Try it: From the listing, collect all lines containing the word "green".

Records shown:

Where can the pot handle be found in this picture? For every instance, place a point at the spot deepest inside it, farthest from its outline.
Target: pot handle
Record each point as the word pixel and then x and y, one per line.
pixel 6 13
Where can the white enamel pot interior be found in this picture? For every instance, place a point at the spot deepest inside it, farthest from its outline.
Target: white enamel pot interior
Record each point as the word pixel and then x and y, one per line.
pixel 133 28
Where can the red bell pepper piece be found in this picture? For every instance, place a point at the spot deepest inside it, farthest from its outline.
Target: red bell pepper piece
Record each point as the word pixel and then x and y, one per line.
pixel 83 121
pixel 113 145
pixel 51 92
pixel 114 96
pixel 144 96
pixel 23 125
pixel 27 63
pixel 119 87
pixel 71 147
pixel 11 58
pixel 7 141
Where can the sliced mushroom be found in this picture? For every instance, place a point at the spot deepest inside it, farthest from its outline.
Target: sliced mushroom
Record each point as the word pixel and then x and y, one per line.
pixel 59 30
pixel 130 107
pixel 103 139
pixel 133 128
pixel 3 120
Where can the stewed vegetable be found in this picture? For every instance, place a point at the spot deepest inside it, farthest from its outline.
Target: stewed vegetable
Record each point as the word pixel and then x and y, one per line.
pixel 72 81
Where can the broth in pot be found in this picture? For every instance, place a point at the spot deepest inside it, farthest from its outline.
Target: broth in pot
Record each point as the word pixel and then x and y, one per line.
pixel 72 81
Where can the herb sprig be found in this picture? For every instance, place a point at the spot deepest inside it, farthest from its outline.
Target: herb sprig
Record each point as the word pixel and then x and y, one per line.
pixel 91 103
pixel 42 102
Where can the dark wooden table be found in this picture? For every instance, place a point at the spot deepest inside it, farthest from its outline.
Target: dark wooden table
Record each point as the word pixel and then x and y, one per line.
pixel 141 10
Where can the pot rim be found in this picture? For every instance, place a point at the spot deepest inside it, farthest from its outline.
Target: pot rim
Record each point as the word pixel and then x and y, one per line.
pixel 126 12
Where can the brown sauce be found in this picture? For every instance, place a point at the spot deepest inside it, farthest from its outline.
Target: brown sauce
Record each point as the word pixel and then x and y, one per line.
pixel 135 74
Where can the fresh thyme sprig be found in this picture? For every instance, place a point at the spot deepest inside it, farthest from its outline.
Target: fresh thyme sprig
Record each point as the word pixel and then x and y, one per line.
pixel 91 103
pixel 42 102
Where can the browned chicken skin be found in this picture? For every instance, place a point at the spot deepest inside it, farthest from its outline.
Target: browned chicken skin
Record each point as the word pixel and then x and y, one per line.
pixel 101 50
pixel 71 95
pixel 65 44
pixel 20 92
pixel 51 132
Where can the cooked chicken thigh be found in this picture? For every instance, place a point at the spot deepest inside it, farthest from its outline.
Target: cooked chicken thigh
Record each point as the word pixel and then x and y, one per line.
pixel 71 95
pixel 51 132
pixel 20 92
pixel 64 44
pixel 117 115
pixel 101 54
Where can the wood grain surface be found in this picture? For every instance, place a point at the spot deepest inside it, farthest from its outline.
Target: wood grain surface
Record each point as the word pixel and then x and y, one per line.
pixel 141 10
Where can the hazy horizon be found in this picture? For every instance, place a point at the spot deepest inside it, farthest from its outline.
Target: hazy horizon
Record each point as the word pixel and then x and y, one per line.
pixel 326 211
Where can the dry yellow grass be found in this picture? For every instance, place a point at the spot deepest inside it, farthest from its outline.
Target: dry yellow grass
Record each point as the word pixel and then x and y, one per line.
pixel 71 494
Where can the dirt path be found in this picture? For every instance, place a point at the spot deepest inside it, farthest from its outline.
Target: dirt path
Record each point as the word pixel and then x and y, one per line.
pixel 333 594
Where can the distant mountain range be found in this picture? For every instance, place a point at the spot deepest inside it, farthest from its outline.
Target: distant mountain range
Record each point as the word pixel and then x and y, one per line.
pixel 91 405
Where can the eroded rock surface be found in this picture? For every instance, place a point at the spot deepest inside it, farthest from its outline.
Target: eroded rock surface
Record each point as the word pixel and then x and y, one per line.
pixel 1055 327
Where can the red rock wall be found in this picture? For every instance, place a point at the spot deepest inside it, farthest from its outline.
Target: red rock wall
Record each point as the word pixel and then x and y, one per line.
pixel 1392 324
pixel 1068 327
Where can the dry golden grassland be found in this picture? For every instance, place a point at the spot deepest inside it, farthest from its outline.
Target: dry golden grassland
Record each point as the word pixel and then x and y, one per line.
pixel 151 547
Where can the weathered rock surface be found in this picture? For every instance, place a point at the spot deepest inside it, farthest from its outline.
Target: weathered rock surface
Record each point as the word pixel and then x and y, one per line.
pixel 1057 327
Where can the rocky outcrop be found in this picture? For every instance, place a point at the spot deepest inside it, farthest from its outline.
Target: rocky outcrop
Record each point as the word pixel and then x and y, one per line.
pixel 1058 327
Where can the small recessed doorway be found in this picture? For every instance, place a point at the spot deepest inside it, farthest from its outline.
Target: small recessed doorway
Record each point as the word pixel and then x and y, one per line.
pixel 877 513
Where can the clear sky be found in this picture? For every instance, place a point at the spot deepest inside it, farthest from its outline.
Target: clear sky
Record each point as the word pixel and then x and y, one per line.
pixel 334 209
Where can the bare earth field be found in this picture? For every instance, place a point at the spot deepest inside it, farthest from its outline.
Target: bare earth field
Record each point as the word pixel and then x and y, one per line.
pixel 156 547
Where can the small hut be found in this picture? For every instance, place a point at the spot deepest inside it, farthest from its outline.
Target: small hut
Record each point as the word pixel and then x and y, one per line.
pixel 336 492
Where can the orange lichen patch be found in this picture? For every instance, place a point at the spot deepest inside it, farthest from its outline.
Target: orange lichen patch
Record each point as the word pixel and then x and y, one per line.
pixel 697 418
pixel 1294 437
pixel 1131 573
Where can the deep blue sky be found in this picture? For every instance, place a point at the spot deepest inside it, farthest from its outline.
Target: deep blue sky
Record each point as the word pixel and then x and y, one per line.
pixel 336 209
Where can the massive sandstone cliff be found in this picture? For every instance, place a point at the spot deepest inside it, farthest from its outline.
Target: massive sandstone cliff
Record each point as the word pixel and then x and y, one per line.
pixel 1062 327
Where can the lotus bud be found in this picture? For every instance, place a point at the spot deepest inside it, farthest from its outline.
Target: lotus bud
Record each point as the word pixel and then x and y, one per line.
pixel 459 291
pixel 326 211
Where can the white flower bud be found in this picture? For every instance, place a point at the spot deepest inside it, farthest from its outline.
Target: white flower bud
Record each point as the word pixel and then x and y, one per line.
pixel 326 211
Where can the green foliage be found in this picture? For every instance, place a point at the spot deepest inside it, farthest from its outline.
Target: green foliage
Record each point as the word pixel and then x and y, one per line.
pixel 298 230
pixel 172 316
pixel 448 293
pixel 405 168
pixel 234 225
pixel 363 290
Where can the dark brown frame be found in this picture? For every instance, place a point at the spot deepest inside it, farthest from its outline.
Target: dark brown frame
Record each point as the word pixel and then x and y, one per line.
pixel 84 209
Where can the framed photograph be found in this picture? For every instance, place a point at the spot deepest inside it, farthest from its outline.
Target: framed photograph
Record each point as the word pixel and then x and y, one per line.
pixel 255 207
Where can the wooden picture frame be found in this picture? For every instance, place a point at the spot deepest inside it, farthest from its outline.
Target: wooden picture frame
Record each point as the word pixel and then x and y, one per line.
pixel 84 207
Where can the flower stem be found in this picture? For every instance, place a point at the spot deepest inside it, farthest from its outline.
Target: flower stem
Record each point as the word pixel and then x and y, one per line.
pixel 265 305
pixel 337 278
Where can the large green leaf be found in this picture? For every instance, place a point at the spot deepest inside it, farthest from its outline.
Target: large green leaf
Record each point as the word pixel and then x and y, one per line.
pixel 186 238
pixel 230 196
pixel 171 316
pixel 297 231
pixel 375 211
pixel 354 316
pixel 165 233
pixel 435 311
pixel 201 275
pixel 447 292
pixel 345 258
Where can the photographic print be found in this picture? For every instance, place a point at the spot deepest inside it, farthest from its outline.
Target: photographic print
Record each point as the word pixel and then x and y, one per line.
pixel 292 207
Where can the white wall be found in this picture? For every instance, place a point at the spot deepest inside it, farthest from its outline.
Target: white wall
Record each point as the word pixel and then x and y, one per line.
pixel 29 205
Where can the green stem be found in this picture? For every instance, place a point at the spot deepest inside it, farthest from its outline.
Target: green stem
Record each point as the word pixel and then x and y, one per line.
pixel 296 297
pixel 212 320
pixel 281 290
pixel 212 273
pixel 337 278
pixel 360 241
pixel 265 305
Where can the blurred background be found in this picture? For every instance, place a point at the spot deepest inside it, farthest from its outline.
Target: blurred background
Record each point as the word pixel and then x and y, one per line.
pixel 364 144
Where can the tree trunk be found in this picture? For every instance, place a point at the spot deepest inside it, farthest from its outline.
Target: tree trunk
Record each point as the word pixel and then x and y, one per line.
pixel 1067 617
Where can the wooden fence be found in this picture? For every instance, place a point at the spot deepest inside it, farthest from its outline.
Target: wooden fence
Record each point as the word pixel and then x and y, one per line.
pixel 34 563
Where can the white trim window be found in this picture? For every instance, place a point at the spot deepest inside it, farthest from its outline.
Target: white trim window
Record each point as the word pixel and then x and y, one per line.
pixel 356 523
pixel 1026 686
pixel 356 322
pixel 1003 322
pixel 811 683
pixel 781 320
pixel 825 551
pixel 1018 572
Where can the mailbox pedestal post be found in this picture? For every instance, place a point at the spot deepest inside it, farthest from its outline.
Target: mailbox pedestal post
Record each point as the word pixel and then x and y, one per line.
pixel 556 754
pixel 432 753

Written response:
Where can the green foliage be found in this picture? For every instance, place a point at the spot deepest inside it, farthest from its outline.
Target: green foliage
Where can the large green leaf be found in this picture? For every instance, place a point at the spot deepest inside it, farthest from its outline.
Target: large green leaf
Where can the green stem be found in this picture? For every instance, place a point at the spot deepest inside it, farthest from its outline.
Target: green stem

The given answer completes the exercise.